----- Reading passage -----
The goal is never to “win” a fight – that means someone has to lose, which isn’t good for the other person or your relationship long-term. Sometimes the end comes when you agree to respectfully disagree and move on, which is more than OK. Remember, it’s better to have discussion and potential disagreement than to bottle things up inside until one day they explode all over the place — or worse yet, realize you don’t even care enough to disagree anymore.

But we’re far from that place! As a last point, remember that fighting fair also means moving on — not endlessly digging up previous fights or transgressions. Yes, you should learn from each fight and continue to grow in your perspective and understanding of the other person, but bringing up previous fights and refusing to truly forgive defeats the purpose of fighting fair. It’s not just about being fair in the present, but applying that fairness to the past and future of your relationship.

I would love to hear your thoughts on how you fight fair, how you and your significant other navigate the waters of conflict. Do you agree with the age-old advice to never go to bed angry, or are you like Natalie, and prefer to come back to a disagreement once you have some space (and maybe sleep)? We’d love to hear!

New to this series? Catch up here:
Intro
1: Make Laughter Happen
2: Use Your Words
3: Put On Your Spouse’s Shoes
4: Keep Dating
5: Be Present
6: Take a Deep Breath
7: Get Away

We’re sure even this sweet couple disagrees — and that’s okay! See more from their engagement session by Blue Ribbon Vendor Faith Teasley on Facebook Friday!

kristin Written with love by Kristin
14 Comments
  1. avatar Emily reply

    I’m not sure about going to sleep, but I am DEFINITELY in the camp of taking some space/time when I get heated – I am much more rational after I’ve had time to cool down and stop gnawing on whatever hurt I’ve been irritating :)

  2. avatar Lara reply

    I love this and totally agree. We had to learn to trust God and always go to Him (even if that means separately so we can cool off) to pray (together if we can). It always helps us see through our own emotions and fight for US : )

  3. avatar Jennifer Skinner reply

    I agree with all of the above. I’ve learned how important it is to think before you speak in the heat of the moment. Once those words come out of your mouth you can never take them back no matter how many times you appologize. It’s also important to own your mistakes. Acknowledging when you’ve hurt someone goes a long way.

    To stay happy: play together, hold hands, be your spouses biggest fan, set goals together and my favorite and a regular event at our house: ALWAYS take time for an impromptu dance party! Dancing keeps a marriage young! :)

  4. avatar Lora Kelley reply

    I take the “don’t let the sun go down on your anger” as a metaphor. As in, don’t become someone who goes from anger to contempt by not addressing things or “letting the sun go down.”

    Sleep is critical for a good, reasonable conversation. Nothing good happens when a person is sleep-deprived. It’s like trying to reason with a drunk person. We use the acronym HALT – Hungry. Angry. Lonely. Tired. If you find yourself in any of these states, it’s usually better to take a pause, eat. take a walk. find a friend. get some rest. And act preventatively and know yourself. I am the worst when I’m hungry. It’s basically useless to even look at me if I haven’t eaten. I can do no good.
-----
**Tasks to carry out:**
1 – In the blog post on fighting fair, what does fighting fair also mean as a last point?
2 – In the blog post on fighting fair, rewrite the passage from "kristin Written with" up to and including "been irritating :)", replacing "rational" with "calm".
----- Supplied data -----
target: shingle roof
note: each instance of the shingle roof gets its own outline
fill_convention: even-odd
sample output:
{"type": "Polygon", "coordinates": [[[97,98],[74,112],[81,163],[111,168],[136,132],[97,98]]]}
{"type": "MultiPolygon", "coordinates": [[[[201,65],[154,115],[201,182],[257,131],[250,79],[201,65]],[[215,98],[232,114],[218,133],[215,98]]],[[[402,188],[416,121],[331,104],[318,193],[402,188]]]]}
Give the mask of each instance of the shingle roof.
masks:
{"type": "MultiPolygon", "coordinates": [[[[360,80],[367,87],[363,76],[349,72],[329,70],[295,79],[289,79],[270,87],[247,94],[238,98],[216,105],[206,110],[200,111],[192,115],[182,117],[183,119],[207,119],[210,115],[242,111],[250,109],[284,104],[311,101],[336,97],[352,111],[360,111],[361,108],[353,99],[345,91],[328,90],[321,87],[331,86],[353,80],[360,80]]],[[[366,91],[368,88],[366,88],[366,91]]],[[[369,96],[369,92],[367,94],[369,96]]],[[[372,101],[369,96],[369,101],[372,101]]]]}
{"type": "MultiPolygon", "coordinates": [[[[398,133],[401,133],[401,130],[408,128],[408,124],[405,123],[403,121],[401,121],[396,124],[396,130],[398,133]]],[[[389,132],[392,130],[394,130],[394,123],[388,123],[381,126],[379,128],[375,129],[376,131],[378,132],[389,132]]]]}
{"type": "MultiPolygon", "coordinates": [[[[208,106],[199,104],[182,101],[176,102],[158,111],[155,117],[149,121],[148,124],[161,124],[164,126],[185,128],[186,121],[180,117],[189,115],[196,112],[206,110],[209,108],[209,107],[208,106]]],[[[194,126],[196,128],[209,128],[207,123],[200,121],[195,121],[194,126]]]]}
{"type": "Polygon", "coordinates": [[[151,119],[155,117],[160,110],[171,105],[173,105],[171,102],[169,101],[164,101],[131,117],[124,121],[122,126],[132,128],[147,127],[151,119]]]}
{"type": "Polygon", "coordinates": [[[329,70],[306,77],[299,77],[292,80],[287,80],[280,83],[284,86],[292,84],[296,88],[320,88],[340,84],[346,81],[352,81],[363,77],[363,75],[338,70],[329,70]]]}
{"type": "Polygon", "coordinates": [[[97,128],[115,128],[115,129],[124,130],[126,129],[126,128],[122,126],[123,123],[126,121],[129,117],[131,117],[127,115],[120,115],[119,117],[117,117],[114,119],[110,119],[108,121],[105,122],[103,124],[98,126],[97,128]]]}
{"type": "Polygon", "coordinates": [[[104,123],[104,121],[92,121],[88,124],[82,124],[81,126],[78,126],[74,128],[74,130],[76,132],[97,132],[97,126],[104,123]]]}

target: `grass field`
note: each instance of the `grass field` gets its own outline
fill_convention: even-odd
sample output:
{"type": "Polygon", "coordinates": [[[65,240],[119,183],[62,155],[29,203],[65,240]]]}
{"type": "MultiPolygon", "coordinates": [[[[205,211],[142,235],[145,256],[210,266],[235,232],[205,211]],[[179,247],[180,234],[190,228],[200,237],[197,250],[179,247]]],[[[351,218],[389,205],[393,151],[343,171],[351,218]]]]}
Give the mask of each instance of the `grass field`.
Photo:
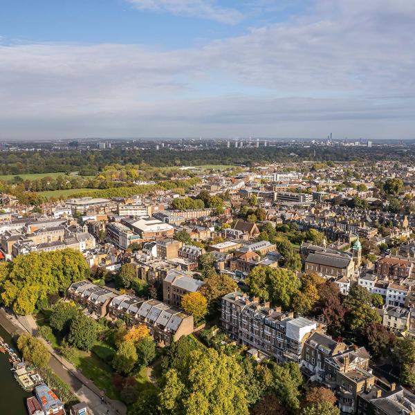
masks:
{"type": "Polygon", "coordinates": [[[55,197],[56,199],[62,196],[67,199],[71,194],[79,193],[89,193],[102,191],[100,189],[65,189],[64,190],[45,190],[44,192],[37,192],[39,195],[45,196],[48,199],[55,197]]]}
{"type": "Polygon", "coordinates": [[[64,173],[33,173],[28,174],[2,174],[0,176],[0,180],[7,181],[13,181],[16,176],[21,177],[23,180],[36,180],[42,177],[57,177],[58,176],[64,176],[64,173]]]}
{"type": "MultiPolygon", "coordinates": [[[[65,176],[65,173],[31,173],[31,174],[0,174],[0,180],[6,181],[13,181],[16,176],[21,177],[23,180],[36,180],[37,178],[42,178],[42,177],[52,177],[55,178],[58,176],[65,176]]],[[[77,176],[77,172],[73,172],[70,176],[77,176]]],[[[95,176],[82,176],[85,178],[91,178],[95,176]]]]}

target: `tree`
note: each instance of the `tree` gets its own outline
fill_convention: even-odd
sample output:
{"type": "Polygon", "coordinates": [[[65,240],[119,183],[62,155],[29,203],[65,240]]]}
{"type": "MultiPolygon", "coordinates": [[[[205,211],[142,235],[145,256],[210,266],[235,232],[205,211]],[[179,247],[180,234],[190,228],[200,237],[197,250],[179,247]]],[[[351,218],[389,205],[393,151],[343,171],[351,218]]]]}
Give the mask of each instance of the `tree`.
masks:
{"type": "Polygon", "coordinates": [[[362,331],[369,350],[374,357],[387,356],[396,342],[396,338],[382,324],[371,322],[362,331]]]}
{"type": "Polygon", "coordinates": [[[79,313],[71,322],[68,341],[81,350],[89,351],[96,342],[98,335],[98,326],[95,320],[79,313]]]}
{"type": "Polygon", "coordinates": [[[310,314],[320,298],[318,286],[324,282],[325,279],[317,274],[304,274],[301,276],[301,288],[293,301],[295,313],[301,315],[310,314]]]}
{"type": "Polygon", "coordinates": [[[174,235],[174,239],[176,241],[183,242],[186,245],[189,245],[192,242],[192,237],[190,237],[190,234],[188,232],[187,232],[185,229],[176,232],[176,234],[174,235]]]}
{"type": "Polygon", "coordinates": [[[399,213],[402,209],[400,202],[397,199],[391,199],[389,201],[387,210],[393,213],[399,213]]]}
{"type": "Polygon", "coordinates": [[[380,294],[372,294],[371,302],[374,306],[380,308],[384,303],[383,297],[380,294]]]}
{"type": "Polygon", "coordinates": [[[131,327],[124,335],[123,340],[124,342],[138,343],[149,335],[150,331],[148,327],[145,324],[138,324],[131,327]]]}
{"type": "Polygon", "coordinates": [[[306,233],[306,238],[308,239],[308,241],[313,242],[313,243],[320,245],[321,243],[322,243],[325,237],[324,234],[322,234],[321,232],[319,232],[315,229],[311,229],[306,233]]]}
{"type": "Polygon", "coordinates": [[[208,300],[211,311],[218,309],[223,295],[234,291],[237,287],[237,283],[226,274],[212,273],[203,282],[200,293],[208,300]]]}
{"type": "Polygon", "coordinates": [[[163,413],[248,415],[242,369],[232,356],[213,349],[190,353],[186,369],[169,369],[159,394],[163,413]]]}
{"type": "Polygon", "coordinates": [[[252,294],[264,301],[290,308],[293,298],[299,294],[299,279],[293,271],[259,266],[254,268],[246,279],[252,294]]]}
{"type": "Polygon", "coordinates": [[[346,308],[342,304],[337,284],[327,281],[320,285],[317,290],[320,299],[315,314],[322,315],[329,331],[338,335],[344,326],[346,308]]]}
{"type": "Polygon", "coordinates": [[[356,285],[350,288],[344,304],[348,309],[351,330],[362,330],[371,322],[380,321],[379,313],[371,307],[371,295],[362,286],[356,285]]]}
{"type": "Polygon", "coordinates": [[[199,322],[208,313],[208,301],[200,293],[187,293],[182,297],[181,307],[199,322]]]}
{"type": "Polygon", "coordinates": [[[128,375],[138,360],[136,347],[132,342],[123,342],[118,347],[112,365],[116,371],[123,375],[128,375]]]}
{"type": "Polygon", "coordinates": [[[255,215],[253,213],[251,214],[248,214],[248,216],[246,217],[246,220],[248,222],[250,222],[251,223],[255,223],[257,220],[257,215],[255,215]]]}
{"type": "Polygon", "coordinates": [[[286,238],[277,238],[275,241],[278,252],[286,259],[293,256],[293,246],[286,238]]]}
{"type": "Polygon", "coordinates": [[[24,333],[17,339],[17,348],[24,359],[39,367],[46,367],[50,353],[44,343],[28,333],[24,333]]]}
{"type": "Polygon", "coordinates": [[[395,356],[400,365],[400,381],[415,386],[415,340],[409,336],[396,339],[395,356]]]}
{"type": "Polygon", "coordinates": [[[266,219],[266,210],[263,208],[257,208],[255,210],[255,216],[260,222],[266,219]]]}
{"type": "Polygon", "coordinates": [[[366,239],[365,238],[362,238],[360,242],[362,244],[362,255],[367,256],[369,254],[378,255],[380,253],[380,250],[379,249],[379,247],[373,241],[366,239]]]}
{"type": "Polygon", "coordinates": [[[37,334],[44,339],[48,340],[52,335],[52,329],[49,326],[40,326],[37,329],[37,334]]]}
{"type": "Polygon", "coordinates": [[[143,390],[136,403],[129,409],[129,415],[160,415],[158,395],[152,389],[143,390]]]}
{"type": "Polygon", "coordinates": [[[383,183],[383,190],[389,194],[398,194],[403,189],[403,182],[400,178],[388,178],[383,183]]]}
{"type": "Polygon", "coordinates": [[[326,387],[312,387],[306,394],[303,405],[310,406],[323,402],[328,402],[333,405],[337,402],[337,398],[333,391],[326,387]]]}
{"type": "Polygon", "coordinates": [[[340,415],[340,409],[329,402],[322,402],[306,407],[301,415],[340,415]]]}
{"type": "Polygon", "coordinates": [[[78,313],[78,308],[75,304],[57,302],[52,308],[52,313],[49,317],[49,325],[52,329],[66,334],[69,330],[71,322],[78,313]]]}
{"type": "Polygon", "coordinates": [[[122,401],[127,405],[134,403],[137,400],[137,398],[138,398],[137,386],[127,385],[121,389],[120,395],[122,401]]]}
{"type": "Polygon", "coordinates": [[[82,255],[71,249],[18,255],[2,268],[0,292],[4,305],[20,315],[33,313],[39,300],[61,294],[89,275],[82,255]]]}
{"type": "Polygon", "coordinates": [[[148,366],[156,357],[156,344],[150,337],[146,337],[136,346],[138,363],[141,366],[148,366]]]}
{"type": "Polygon", "coordinates": [[[246,399],[249,405],[252,406],[264,396],[272,385],[273,374],[266,365],[259,365],[253,359],[245,359],[241,367],[246,399]]]}
{"type": "Polygon", "coordinates": [[[251,409],[250,415],[286,415],[285,408],[274,395],[264,396],[251,409]]]}
{"type": "Polygon", "coordinates": [[[295,413],[299,407],[298,388],[302,382],[298,365],[293,362],[282,365],[273,362],[271,370],[273,377],[272,389],[277,398],[289,412],[295,413]]]}
{"type": "Polygon", "coordinates": [[[136,270],[132,264],[124,264],[121,266],[118,275],[117,275],[116,282],[120,287],[129,288],[136,278],[136,270]]]}

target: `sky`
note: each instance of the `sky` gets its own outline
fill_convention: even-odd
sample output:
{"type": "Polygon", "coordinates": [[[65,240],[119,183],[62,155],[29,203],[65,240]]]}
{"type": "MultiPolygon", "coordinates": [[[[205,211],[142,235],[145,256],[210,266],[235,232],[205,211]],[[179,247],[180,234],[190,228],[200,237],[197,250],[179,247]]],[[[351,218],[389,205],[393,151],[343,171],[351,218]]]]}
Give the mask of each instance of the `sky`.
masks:
{"type": "Polygon", "coordinates": [[[0,140],[415,138],[414,0],[0,0],[0,140]]]}

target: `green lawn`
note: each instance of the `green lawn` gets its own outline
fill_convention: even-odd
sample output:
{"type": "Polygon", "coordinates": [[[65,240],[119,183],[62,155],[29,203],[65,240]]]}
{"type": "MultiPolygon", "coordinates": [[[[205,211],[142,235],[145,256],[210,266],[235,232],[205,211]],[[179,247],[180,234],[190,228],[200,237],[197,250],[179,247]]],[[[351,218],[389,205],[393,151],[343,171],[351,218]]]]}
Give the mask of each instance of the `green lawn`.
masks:
{"type": "Polygon", "coordinates": [[[45,190],[44,192],[37,192],[39,195],[45,196],[47,198],[65,198],[67,199],[71,194],[79,194],[80,193],[95,193],[102,192],[101,189],[65,189],[64,190],[45,190]]]}
{"type": "Polygon", "coordinates": [[[78,351],[77,356],[73,359],[72,363],[91,379],[97,387],[105,391],[111,399],[119,399],[118,392],[113,382],[113,369],[103,362],[95,353],[91,351],[78,351]]]}
{"type": "MultiPolygon", "coordinates": [[[[23,173],[22,174],[0,174],[0,180],[13,181],[16,176],[21,177],[23,180],[36,180],[37,178],[42,178],[42,177],[55,178],[58,176],[66,176],[66,173],[58,172],[57,173],[23,173]]],[[[71,177],[73,177],[74,176],[78,176],[77,172],[73,172],[69,176],[71,177]]],[[[95,176],[82,176],[82,177],[84,178],[91,178],[95,177],[95,176]]]]}
{"type": "Polygon", "coordinates": [[[136,376],[137,389],[140,393],[145,391],[156,390],[157,388],[149,380],[147,367],[142,367],[140,373],[136,376]]]}
{"type": "Polygon", "coordinates": [[[58,176],[65,176],[64,173],[31,173],[31,174],[2,174],[0,175],[0,180],[5,180],[7,181],[13,181],[13,179],[16,176],[21,177],[23,180],[36,180],[37,178],[42,178],[42,177],[57,177],[58,176]]]}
-----
**Response list:**
1 – Moving on, not endlessly digging up previous fights or transgressions.

2 –
kristin Written with love by Kristin
14 Comments
  1. avatar Emily reply

    I’m not sure about going to sleep, but I am DEFINITELY in the camp of taking some space/time when I get heated – I am much more calm after I’ve had time to cool down and stop gnawing on whatever hurt I’ve been irritating :)